Collected data entries:
* * * * *

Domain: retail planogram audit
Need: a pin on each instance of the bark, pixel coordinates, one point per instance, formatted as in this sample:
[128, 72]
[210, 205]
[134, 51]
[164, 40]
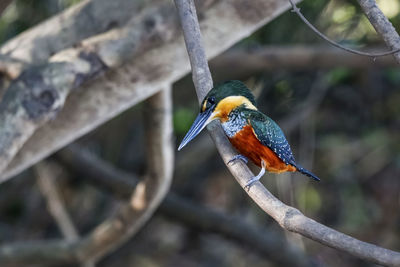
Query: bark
[382, 25]
[288, 217]
[107, 96]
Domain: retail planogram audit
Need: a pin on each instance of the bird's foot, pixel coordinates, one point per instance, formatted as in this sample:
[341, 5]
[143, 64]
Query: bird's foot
[251, 182]
[237, 157]
[255, 178]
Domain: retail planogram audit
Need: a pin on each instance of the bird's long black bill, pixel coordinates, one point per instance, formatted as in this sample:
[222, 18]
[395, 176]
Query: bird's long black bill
[199, 123]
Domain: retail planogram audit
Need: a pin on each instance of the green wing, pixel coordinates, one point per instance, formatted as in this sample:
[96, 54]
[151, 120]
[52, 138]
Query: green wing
[270, 135]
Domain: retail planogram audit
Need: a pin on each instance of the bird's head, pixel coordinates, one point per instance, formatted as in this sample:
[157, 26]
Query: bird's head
[217, 104]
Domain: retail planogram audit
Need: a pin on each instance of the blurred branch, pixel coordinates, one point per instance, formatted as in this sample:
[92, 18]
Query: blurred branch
[119, 183]
[382, 25]
[40, 92]
[71, 26]
[46, 180]
[241, 62]
[131, 216]
[288, 217]
[148, 193]
[323, 36]
[138, 79]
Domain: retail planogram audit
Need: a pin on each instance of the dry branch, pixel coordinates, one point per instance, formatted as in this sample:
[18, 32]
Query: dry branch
[148, 193]
[135, 81]
[241, 62]
[323, 36]
[119, 183]
[71, 26]
[45, 172]
[40, 92]
[288, 217]
[382, 25]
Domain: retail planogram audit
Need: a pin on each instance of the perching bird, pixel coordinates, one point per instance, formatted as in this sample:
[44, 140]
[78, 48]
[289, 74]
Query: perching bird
[252, 133]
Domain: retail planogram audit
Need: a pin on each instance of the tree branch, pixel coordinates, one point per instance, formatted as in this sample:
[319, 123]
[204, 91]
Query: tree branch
[119, 183]
[323, 36]
[40, 92]
[242, 62]
[45, 172]
[147, 195]
[288, 217]
[138, 79]
[382, 25]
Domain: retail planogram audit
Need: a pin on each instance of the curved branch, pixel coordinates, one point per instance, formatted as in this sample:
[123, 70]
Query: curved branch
[382, 25]
[119, 183]
[323, 36]
[148, 193]
[288, 217]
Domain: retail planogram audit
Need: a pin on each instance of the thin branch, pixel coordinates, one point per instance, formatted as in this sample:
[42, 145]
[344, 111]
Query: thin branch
[67, 29]
[382, 25]
[288, 217]
[131, 216]
[119, 183]
[148, 193]
[241, 62]
[45, 172]
[323, 36]
[104, 98]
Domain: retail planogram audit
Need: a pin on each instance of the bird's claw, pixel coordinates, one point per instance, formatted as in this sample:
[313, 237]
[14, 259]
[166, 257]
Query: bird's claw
[236, 157]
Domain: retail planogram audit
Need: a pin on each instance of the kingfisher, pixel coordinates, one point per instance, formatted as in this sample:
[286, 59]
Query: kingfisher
[254, 135]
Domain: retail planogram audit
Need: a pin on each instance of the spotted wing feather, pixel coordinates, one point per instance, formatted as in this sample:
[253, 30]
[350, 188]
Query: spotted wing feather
[270, 135]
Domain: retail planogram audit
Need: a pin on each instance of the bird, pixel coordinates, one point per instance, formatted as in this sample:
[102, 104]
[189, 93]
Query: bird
[254, 135]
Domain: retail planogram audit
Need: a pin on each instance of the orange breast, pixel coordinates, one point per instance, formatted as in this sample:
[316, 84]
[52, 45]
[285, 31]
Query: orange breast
[248, 145]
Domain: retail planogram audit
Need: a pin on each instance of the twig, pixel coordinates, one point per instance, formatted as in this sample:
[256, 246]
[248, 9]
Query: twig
[40, 92]
[323, 36]
[119, 183]
[45, 176]
[148, 193]
[382, 25]
[138, 79]
[288, 217]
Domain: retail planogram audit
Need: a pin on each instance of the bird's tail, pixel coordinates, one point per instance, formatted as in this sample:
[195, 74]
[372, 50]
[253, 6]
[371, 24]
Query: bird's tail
[307, 173]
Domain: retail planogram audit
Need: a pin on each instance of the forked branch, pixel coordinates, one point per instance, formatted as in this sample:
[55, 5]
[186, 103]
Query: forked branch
[288, 217]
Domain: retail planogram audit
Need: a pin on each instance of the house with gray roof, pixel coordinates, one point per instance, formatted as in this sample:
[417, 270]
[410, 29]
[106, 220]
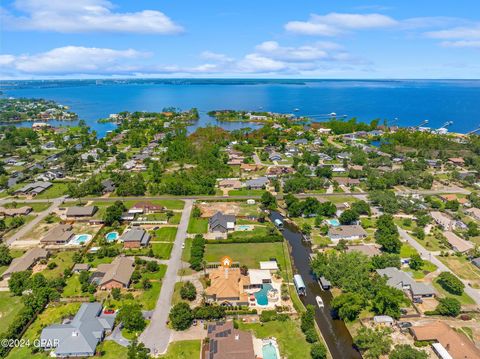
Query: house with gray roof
[222, 223]
[80, 336]
[34, 188]
[257, 183]
[401, 280]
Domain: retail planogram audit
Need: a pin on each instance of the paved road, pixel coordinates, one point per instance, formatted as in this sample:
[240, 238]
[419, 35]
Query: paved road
[34, 222]
[426, 254]
[157, 335]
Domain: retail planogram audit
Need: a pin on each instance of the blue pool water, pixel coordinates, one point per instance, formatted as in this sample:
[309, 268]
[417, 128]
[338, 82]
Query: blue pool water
[111, 236]
[333, 222]
[269, 351]
[261, 295]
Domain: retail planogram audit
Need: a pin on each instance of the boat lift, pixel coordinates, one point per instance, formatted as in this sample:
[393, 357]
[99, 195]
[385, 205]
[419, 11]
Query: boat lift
[473, 131]
[443, 130]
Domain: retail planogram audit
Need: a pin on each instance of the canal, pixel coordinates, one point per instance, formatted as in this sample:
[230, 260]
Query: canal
[334, 332]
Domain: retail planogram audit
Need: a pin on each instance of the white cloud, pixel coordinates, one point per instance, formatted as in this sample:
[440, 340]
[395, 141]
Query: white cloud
[461, 43]
[336, 23]
[76, 16]
[72, 60]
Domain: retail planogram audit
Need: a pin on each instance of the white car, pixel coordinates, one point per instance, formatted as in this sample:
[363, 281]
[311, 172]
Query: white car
[319, 301]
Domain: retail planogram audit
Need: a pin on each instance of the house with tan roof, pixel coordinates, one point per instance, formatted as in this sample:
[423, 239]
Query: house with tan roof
[456, 344]
[116, 274]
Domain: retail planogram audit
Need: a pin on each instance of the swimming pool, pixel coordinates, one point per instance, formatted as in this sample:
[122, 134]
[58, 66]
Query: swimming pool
[269, 351]
[111, 236]
[80, 239]
[333, 222]
[261, 295]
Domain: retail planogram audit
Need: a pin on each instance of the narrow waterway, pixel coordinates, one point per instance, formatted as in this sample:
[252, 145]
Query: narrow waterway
[335, 333]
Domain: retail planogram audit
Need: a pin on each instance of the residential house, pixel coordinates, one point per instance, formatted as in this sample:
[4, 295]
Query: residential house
[474, 213]
[34, 188]
[222, 223]
[275, 157]
[444, 221]
[60, 234]
[401, 280]
[227, 342]
[347, 232]
[80, 336]
[257, 183]
[135, 238]
[456, 344]
[81, 212]
[116, 274]
[458, 244]
[25, 262]
[146, 207]
[108, 186]
[13, 212]
[226, 287]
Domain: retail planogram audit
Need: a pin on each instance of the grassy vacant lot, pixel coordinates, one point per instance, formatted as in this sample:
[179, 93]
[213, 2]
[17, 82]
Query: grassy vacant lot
[464, 298]
[51, 315]
[9, 308]
[165, 234]
[184, 349]
[290, 338]
[36, 206]
[57, 190]
[461, 267]
[249, 254]
[162, 250]
[197, 225]
[63, 260]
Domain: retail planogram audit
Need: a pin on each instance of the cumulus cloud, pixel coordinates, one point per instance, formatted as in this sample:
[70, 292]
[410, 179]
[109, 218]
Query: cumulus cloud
[337, 23]
[72, 60]
[86, 16]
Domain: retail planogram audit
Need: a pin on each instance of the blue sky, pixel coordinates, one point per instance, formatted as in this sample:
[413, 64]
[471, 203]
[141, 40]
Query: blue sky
[248, 39]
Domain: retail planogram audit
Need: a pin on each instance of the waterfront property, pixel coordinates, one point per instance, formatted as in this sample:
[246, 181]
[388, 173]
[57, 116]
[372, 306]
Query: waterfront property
[80, 336]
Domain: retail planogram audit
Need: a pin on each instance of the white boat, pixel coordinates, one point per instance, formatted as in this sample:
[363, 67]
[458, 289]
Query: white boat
[319, 301]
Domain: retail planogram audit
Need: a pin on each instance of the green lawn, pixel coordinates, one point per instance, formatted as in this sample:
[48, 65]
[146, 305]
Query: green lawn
[57, 190]
[73, 287]
[36, 206]
[63, 260]
[249, 254]
[464, 298]
[186, 250]
[186, 349]
[9, 307]
[198, 225]
[245, 192]
[165, 234]
[289, 337]
[51, 315]
[112, 350]
[162, 250]
[406, 251]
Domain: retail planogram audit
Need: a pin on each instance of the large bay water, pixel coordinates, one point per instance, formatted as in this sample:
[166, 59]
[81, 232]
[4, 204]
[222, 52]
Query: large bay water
[408, 101]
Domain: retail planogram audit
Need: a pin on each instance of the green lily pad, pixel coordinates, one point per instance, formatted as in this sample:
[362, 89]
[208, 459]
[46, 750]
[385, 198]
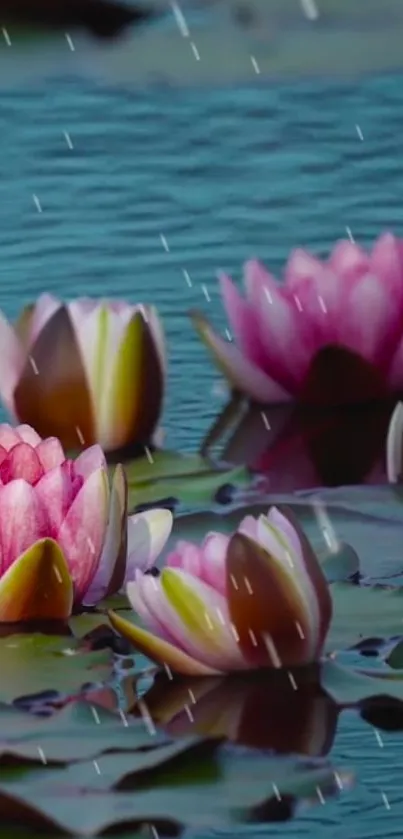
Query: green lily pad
[182, 478]
[362, 612]
[78, 731]
[224, 788]
[349, 687]
[34, 663]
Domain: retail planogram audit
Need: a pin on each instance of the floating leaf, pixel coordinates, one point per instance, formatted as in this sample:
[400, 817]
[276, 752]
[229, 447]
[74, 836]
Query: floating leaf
[395, 657]
[78, 731]
[276, 710]
[341, 564]
[30, 664]
[185, 478]
[362, 612]
[224, 788]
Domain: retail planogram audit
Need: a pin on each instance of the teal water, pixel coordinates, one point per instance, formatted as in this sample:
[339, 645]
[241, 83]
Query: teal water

* * * * *

# [Problem details]
Within the data above, pick out all lines holding the word "teal".

# [The completed task]
Need: a pin on each instance of the teal water, pixel coordinates, one point per instance, formatted as in this sample:
Query: teal water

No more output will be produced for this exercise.